EXERCISE DETAILS: Hand back the entries below exactly.

EXTRACTED MATERIAL:
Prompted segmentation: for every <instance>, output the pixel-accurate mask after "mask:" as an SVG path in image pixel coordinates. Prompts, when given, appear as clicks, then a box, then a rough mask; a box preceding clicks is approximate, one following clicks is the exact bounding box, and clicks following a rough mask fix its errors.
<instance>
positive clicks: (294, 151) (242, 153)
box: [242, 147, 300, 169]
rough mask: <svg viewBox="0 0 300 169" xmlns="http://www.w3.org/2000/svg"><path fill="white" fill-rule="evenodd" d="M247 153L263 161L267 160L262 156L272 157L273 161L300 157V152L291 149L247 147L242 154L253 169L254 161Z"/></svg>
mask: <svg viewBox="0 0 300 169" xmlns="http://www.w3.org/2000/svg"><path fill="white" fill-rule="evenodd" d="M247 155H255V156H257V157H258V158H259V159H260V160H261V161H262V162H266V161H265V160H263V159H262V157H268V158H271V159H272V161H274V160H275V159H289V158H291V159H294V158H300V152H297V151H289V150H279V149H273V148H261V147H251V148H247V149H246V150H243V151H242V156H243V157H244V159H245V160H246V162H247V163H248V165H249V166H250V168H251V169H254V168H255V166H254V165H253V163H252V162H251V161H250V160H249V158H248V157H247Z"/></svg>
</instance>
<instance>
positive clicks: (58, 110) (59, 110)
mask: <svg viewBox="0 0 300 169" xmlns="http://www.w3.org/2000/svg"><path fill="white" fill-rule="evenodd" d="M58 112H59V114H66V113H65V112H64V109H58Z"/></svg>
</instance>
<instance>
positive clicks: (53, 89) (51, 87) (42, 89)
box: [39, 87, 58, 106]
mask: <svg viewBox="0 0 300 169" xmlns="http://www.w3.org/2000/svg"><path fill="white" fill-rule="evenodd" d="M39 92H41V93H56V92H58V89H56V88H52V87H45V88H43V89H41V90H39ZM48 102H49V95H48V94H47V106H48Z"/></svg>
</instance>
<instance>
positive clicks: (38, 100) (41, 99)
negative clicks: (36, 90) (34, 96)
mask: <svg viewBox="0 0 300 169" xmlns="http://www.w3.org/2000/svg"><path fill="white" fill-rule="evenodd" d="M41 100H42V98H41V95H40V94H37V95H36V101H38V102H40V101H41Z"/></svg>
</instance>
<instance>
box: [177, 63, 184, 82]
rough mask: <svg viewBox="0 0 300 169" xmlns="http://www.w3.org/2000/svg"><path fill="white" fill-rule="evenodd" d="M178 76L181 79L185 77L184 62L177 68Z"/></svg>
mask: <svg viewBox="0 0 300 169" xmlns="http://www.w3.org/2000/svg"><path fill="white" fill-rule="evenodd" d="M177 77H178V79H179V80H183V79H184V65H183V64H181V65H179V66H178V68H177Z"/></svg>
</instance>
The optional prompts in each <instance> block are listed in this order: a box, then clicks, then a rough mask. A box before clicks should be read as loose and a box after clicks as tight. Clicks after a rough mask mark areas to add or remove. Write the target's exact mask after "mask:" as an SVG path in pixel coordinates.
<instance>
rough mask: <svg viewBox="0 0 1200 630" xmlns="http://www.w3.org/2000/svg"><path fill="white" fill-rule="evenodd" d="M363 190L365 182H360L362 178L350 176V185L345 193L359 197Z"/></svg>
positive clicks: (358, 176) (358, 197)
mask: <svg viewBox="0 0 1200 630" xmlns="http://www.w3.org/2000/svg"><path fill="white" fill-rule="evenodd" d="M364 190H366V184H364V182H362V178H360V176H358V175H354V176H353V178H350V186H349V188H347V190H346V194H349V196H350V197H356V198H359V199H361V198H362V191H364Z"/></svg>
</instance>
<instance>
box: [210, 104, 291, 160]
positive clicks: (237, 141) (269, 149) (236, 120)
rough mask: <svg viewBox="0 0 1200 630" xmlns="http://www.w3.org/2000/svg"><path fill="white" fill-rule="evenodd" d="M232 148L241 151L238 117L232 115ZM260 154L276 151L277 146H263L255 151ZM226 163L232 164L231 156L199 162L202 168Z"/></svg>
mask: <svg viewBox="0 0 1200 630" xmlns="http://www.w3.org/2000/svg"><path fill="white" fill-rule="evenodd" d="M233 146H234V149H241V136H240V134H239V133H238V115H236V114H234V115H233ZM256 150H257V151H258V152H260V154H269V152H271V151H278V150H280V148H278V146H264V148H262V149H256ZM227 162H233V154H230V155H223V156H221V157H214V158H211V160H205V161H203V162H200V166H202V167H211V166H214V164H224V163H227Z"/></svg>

ANSWER TO THE PROBLEM:
Prompted segmentation: for every <instance>, output the pixel-accurate mask after "mask:" as an SVG path in image pixel coordinates. Prompts, when given, appear as clicks, then a box, then a rough mask; a box preceding clicks is approximate, one following clicks is the exact bounding box, and clicks following a rough mask fix its errors.
<instance>
positive clicks: (294, 151) (242, 153)
box: [242, 147, 300, 169]
rough mask: <svg viewBox="0 0 300 169" xmlns="http://www.w3.org/2000/svg"><path fill="white" fill-rule="evenodd" d="M247 153L263 161L267 160L262 156L272 157L273 161L300 157V152L291 149L247 147L242 154L253 169L254 161Z"/></svg>
mask: <svg viewBox="0 0 300 169" xmlns="http://www.w3.org/2000/svg"><path fill="white" fill-rule="evenodd" d="M247 155H255V156H257V157H258V158H259V159H260V160H261V161H262V162H266V161H265V160H263V159H262V157H268V158H271V159H272V161H274V160H275V159H289V158H291V159H294V158H300V152H297V151H289V150H279V149H273V148H261V147H251V148H247V149H246V150H243V151H242V156H243V157H244V159H245V160H246V162H247V163H248V165H249V166H250V168H251V169H254V168H255V166H254V165H253V163H252V162H251V161H250V160H249V158H248V157H247Z"/></svg>
</instance>
<instance>
positive clicks: (58, 110) (59, 110)
mask: <svg viewBox="0 0 300 169" xmlns="http://www.w3.org/2000/svg"><path fill="white" fill-rule="evenodd" d="M58 112H59V114H66V113H65V112H64V109H58Z"/></svg>
</instance>
<instance>
positive clicks: (53, 89) (51, 87) (42, 89)
box: [39, 87, 58, 106]
mask: <svg viewBox="0 0 300 169" xmlns="http://www.w3.org/2000/svg"><path fill="white" fill-rule="evenodd" d="M39 92H41V93H56V92H58V89H56V88H52V87H45V88H43V89H41V90H39ZM48 102H49V95H48V94H47V106H48Z"/></svg>
</instance>
<instance>
positive clicks: (38, 100) (41, 99)
negative clicks: (36, 90) (34, 96)
mask: <svg viewBox="0 0 300 169" xmlns="http://www.w3.org/2000/svg"><path fill="white" fill-rule="evenodd" d="M41 100H42V98H41V95H40V94H37V95H36V101H38V102H40V101H41Z"/></svg>
</instance>
<instance>
box: [177, 63, 184, 82]
rough mask: <svg viewBox="0 0 300 169" xmlns="http://www.w3.org/2000/svg"><path fill="white" fill-rule="evenodd" d="M178 76L181 79L185 77L184 62L177 68Z"/></svg>
mask: <svg viewBox="0 0 300 169" xmlns="http://www.w3.org/2000/svg"><path fill="white" fill-rule="evenodd" d="M177 77H178V79H179V80H183V79H184V65H183V64H181V65H179V66H178V68H177Z"/></svg>
</instance>
The optional prompts in each <instance> block are listed in this order: a box, then clicks, then a rough mask. A box before clicks should be read as loose and a box after clicks as tight. Clicks after a rough mask mark areas to add or remove. Write the target's exact mask after "mask:" as an SVG path in pixel coordinates.
<instance>
rough mask: <svg viewBox="0 0 1200 630" xmlns="http://www.w3.org/2000/svg"><path fill="white" fill-rule="evenodd" d="M363 190L365 182H360L362 178L350 176V185L345 193L359 197Z"/></svg>
positive clicks: (358, 176) (358, 197)
mask: <svg viewBox="0 0 1200 630" xmlns="http://www.w3.org/2000/svg"><path fill="white" fill-rule="evenodd" d="M364 190H366V184H364V182H362V178H360V176H358V175H354V176H353V178H350V186H349V188H347V190H346V194H349V196H350V197H356V198H359V199H361V198H362V191H364Z"/></svg>
</instance>
<instance>
box: [210, 104, 291, 160]
positive clicks: (237, 141) (269, 149) (236, 120)
rough mask: <svg viewBox="0 0 1200 630" xmlns="http://www.w3.org/2000/svg"><path fill="white" fill-rule="evenodd" d="M232 148L241 151L238 117L232 115ZM260 154L276 151L277 146H263L255 151ZM226 163L232 164L231 156L199 162L202 168Z"/></svg>
mask: <svg viewBox="0 0 1200 630" xmlns="http://www.w3.org/2000/svg"><path fill="white" fill-rule="evenodd" d="M233 146H234V149H241V136H240V134H239V133H238V115H236V114H234V115H233ZM256 150H257V151H258V152H260V154H269V152H271V151H278V150H280V148H278V146H264V148H262V149H256ZM227 162H233V154H230V155H223V156H221V157H214V158H211V160H205V161H203V162H200V166H202V167H211V166H214V164H224V163H227Z"/></svg>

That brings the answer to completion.